▶ [Angezeigter Text]
══════════════════════════════

Gespräch mit Marvin Reschinsky, Verdi-Gewerkschaftssekretär und Leiter der Flug­hafenstreiks

»Die Beschäftigten gehen auf dem Zahnfleisch«

Small Talk Von Anton Biljan

An den Flughäfen in Deutschland kommt es derzeit zu zahlreichen Verspätungen und Flugausfällen. Grund sind zum Teil Arbeitskämpfe an den Flughäfen. Seit Anfang Juli führen die Gewerkschaft Verdi und Lufthansa Tarifverhandlungen für die rund 20 000 Beschäftigten beim Bodenpersonal. Am 13. Juli scheitert auch die zweite Verhandlungsrunde, woraufhin die Beschäftigten Mittwoch und Donnerstag vergangener Woche bundesweit streikten. Die »Jungle World« sprach mit Verdi-Gewerkschaftssekretär und Streikleiter Marvin Reschinsky.

Der Warnstreik des Bodenpersonals ist beendet. Über 1 000 Flüge mussten gestrichen werden und über 130 000 Passagiere, darunter viele Urlauber, mussten ihr Reisepläne ändern. Muss das sein?

Wir haben natürlich volles Verständnis, wenn Passagiere verärgert sind. Wer aber auch seit Wochen und Monaten verärgert ist, sind die Beschäftigten, die auf dem Zahnfleisch gehen, weil an ihnen in der Coronakrise gespart wurde. Die Lufthansa hat ein Drittel des Bodenpersonals während der Pandemie abgebaut und dann nicht pünktlich neues Personal eingestellt. Deshalb erleben wir jetzt seit Wochen dieses Chaos an den Flughäfen. Außerdem haben wir den Streik ­bewusst 40 Stunden vorher angekündigt, um der Lufthansa die Chance zu geben, zum Hörer zu greifen, um mit uns zusammenzu­kommen. Das hat die Lufthansa aber ignoriert, da gab es keinerlei Rückmeldung.

══════════════════════════════

▶ [Angezeigte Einträge]
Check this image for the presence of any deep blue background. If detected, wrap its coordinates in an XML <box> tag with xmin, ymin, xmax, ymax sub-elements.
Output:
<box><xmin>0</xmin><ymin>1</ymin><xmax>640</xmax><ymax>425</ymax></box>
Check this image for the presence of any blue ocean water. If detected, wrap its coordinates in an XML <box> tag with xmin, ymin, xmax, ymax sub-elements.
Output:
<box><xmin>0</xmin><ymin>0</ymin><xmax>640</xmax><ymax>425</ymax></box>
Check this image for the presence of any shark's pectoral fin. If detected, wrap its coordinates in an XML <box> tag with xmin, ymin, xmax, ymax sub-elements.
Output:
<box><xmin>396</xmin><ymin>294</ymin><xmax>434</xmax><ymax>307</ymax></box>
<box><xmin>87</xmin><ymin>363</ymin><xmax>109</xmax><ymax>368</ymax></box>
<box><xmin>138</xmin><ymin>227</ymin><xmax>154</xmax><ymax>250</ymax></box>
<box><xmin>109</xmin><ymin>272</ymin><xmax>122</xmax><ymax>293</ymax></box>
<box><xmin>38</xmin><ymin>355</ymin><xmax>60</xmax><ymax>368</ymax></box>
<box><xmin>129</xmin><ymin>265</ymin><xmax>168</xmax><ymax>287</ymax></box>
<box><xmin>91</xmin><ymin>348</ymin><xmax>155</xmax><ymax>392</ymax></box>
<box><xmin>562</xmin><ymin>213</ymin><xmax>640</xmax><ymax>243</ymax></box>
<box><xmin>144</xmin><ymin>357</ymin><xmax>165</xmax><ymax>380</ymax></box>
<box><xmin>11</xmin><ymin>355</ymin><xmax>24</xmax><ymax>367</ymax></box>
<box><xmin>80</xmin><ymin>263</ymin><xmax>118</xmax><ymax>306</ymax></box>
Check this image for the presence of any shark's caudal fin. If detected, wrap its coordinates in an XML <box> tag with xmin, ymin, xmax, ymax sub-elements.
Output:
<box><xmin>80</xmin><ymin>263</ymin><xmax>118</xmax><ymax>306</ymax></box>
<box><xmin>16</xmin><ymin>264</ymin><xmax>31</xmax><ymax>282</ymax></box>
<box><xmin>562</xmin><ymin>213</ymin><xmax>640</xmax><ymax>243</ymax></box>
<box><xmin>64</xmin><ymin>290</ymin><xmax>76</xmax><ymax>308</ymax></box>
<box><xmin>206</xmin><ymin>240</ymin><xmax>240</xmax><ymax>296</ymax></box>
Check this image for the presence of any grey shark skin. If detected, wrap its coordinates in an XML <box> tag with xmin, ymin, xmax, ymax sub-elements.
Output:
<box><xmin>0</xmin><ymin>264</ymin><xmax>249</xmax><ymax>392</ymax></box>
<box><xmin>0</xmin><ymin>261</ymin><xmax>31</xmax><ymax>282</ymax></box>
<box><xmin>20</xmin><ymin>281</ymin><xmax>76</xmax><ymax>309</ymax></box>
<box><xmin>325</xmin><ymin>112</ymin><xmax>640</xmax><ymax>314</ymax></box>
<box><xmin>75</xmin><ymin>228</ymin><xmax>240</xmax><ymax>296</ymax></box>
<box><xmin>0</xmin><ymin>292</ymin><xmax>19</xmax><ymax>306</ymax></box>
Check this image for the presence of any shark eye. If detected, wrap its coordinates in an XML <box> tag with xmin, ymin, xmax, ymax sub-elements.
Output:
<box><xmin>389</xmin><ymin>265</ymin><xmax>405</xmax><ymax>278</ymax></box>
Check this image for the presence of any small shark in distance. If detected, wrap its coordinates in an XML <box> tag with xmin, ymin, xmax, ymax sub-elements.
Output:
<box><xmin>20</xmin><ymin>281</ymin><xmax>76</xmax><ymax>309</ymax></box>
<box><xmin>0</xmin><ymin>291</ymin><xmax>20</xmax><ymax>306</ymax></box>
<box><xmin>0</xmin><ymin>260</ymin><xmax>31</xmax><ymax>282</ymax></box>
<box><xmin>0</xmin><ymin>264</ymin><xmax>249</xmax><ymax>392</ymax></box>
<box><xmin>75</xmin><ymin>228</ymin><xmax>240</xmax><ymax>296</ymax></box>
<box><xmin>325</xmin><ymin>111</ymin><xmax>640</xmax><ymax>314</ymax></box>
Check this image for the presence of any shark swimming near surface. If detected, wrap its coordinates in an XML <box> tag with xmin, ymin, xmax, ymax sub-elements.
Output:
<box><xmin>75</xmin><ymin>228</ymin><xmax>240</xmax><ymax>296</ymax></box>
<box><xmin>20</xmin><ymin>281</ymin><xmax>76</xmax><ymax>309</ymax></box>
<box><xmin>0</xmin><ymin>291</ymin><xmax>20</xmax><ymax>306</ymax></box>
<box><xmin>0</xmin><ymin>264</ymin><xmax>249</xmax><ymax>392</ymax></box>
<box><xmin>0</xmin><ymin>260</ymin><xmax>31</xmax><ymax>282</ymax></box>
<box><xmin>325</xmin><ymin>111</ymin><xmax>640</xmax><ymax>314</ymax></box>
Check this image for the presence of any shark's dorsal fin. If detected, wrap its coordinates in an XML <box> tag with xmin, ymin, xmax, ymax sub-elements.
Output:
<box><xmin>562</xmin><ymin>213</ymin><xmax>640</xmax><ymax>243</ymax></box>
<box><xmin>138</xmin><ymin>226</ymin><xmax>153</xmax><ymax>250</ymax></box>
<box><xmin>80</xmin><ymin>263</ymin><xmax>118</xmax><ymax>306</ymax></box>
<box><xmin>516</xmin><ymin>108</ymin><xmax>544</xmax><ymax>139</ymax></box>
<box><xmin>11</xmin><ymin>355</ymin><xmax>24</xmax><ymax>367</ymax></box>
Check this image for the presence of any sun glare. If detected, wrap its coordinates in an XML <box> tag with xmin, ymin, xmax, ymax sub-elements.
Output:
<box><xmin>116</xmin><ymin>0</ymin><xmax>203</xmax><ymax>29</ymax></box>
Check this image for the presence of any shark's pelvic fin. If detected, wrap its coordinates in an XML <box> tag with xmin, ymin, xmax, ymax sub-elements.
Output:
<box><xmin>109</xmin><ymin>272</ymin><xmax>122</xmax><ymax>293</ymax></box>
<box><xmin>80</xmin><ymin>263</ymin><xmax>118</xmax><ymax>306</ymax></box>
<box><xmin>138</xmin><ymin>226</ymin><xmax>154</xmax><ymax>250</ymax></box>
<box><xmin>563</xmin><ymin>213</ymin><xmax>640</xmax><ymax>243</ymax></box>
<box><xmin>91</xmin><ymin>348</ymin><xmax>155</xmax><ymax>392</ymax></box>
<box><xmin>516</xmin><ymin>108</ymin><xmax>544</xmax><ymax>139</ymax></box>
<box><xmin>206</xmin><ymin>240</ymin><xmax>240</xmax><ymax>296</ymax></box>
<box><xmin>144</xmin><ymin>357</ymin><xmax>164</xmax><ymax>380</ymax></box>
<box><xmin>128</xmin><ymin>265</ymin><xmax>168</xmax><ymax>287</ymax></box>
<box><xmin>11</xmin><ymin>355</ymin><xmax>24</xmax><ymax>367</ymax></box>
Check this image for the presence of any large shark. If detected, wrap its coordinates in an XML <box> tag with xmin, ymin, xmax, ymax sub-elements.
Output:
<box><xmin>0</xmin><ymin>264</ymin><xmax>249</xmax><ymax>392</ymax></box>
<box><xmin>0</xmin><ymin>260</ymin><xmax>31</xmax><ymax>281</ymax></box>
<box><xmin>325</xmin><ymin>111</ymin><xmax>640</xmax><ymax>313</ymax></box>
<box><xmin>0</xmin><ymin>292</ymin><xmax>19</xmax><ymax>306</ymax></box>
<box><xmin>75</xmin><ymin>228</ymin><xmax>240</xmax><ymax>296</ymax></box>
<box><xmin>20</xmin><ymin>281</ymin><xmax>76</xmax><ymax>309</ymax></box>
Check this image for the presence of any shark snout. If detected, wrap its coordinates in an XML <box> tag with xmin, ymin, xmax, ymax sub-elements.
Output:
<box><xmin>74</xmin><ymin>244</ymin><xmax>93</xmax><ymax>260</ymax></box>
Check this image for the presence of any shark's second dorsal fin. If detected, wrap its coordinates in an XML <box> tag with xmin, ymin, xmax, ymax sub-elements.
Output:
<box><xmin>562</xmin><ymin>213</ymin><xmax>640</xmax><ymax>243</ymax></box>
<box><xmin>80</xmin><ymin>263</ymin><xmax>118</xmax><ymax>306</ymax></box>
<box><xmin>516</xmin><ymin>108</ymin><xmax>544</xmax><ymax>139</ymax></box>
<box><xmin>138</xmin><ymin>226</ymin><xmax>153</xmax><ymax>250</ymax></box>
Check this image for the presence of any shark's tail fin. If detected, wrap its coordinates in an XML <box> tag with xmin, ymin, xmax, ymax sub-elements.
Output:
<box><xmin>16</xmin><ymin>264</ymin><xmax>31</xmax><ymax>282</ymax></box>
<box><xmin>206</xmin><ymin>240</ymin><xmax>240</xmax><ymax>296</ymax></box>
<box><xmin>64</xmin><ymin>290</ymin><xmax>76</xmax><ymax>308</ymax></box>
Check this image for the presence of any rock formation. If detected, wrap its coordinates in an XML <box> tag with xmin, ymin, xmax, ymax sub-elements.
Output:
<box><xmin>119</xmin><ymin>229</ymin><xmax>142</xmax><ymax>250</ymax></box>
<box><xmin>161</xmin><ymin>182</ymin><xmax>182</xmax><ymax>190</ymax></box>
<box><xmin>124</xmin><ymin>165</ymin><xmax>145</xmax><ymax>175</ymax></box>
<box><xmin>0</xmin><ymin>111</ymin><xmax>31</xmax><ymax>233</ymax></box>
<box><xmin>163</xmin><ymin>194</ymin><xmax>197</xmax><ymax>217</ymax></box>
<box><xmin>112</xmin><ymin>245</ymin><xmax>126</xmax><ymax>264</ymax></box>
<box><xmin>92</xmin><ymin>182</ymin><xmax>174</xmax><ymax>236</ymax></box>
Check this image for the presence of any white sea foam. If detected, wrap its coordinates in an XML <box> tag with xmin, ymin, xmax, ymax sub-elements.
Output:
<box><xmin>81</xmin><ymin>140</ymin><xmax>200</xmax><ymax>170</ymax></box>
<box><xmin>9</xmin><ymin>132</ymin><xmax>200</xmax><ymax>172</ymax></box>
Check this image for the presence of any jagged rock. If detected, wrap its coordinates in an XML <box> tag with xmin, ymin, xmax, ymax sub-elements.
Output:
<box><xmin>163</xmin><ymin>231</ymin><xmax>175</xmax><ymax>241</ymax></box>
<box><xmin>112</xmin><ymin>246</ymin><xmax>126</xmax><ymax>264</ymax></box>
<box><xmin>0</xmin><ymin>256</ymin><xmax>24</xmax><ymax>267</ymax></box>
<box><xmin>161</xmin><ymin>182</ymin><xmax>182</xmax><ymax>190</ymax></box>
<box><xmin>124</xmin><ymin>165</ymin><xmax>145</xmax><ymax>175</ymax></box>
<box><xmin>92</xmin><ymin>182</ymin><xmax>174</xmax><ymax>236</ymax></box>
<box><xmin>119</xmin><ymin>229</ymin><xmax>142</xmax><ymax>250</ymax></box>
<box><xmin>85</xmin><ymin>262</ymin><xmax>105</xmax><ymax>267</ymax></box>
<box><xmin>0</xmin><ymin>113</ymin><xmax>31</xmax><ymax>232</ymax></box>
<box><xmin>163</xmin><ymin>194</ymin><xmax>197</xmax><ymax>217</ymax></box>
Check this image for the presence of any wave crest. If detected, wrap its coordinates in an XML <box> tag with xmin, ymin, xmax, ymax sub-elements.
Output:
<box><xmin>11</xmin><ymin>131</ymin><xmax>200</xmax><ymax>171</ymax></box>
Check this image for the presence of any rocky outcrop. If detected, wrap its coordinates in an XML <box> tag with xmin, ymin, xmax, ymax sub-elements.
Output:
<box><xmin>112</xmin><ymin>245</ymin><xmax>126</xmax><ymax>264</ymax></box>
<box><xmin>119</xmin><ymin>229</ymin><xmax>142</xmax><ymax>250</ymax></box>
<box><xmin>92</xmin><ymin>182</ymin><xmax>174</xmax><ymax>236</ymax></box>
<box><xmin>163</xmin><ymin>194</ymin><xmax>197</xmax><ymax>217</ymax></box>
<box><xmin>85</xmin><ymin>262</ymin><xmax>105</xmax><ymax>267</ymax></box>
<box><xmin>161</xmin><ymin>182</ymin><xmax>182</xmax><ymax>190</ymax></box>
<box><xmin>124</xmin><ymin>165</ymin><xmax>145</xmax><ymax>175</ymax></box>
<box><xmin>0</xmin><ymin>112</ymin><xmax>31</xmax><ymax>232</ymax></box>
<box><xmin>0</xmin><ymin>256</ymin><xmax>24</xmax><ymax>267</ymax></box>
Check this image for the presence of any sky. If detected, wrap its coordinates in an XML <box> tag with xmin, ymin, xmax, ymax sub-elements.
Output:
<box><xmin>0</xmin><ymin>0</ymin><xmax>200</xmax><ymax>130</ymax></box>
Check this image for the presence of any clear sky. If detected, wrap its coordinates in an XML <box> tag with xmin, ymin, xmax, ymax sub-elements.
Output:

══════════════════════════════

▶ [Aufgaben]
a) Aktualisiere im Interview zum Flughafenstreik den Abschnitt zwischen „An den Flughäfen in“ und „Muss das sein?“, einschließlich, und ersetze dabei „Flugausfällen“ durch „Flugstreichungen“.
b) Führe das Interview zum Flughafenstreik nach seinem letzten Satz fort.
Die Auflistung steht in keinem Zusammenhang mit dem Interview zum Flughafenstreik.

▶ [Ergebnisse je Aufgabe]
a)
An den Flughäfen in Deutschland kommt es derzeit zu zahlreichen Verspätungen und Flugstreichungen. Grund sind zum Teil Arbeitskämpfe an den Flughäfen. Seit Anfang Juli führen die Gewerkschaft Verdi und Lufthansa Tarifverhandlungen für die rund 20 000 Beschäftigten beim Bodenpersonal. Am 13. Juli scheitert auch die zweite Verhandlungsrunde, woraufhin die Beschäftigten Mittwoch und Donnerstag vergangener Woche bundesweit streikten. Die »Jungle World« sprach mit Verdi-Gewerkschaftssekretär und Streikleiter Marvin Reschinsky.

Der Warnstreik des Bodenpersonals ist beendet. Über 1 000 Flüge mussten gestrichen werden und über 130 000 Passagiere, darunter viele Urlauber, mussten ihr Reisepläne ändern. Muss das sein?

b)
Der Streik stieß beim Personalvorstand der Lufthansa, Michael Niggemann, auf vollkommenes Unverständnis. Ihm zufolge gab es ein Tarifangebot »hoher und sozial ausgewogener Vergütungserhöhung« seitens der Arbeitgeber. Trifft das zu?

Das trifft aus unserer Sicht ganz klar nicht zu. Die Lufthansa hat für große Beschäftigtengruppen 3,5 bis 5,5 Prozent Lohnerhöhung im Durchschnitt angeboten, also weit unter der Inflationsrate, und das Ganze dann noch in Abhängigkeit vom Konzernergebnis.

Wie ist die Arbeitssituation der Beschäftigten im Allgemeinen zu bewerten?

Wir haben eine skurrile Situation im Luftverkehr, nicht nur bei der Lufthansa. Die Personalkosten im Luftverkehr sind im Endpreis eines Tickets für den Fluggast verschwindend gering. Was die Unternehmen jedoch machen, ist, zuerst beim Personal zu kürzen. Das hat auch schon vor der Pandemie dazu geführt, dass Beschäftigte überlastet waren. Der Personalabbau hat die Situation verschärft. Dadurch gibt es jetzt die Situation, dass sich Bewerberinnen und Bewerber nicht mehr für diese Branche interessieren, weil die Arbeitsbedingungen einfach zu schlecht sind. Der Bedarf der Unternehmen ist hingegen so groß wie nie und sie kommen jetzt nicht mehr hinterher.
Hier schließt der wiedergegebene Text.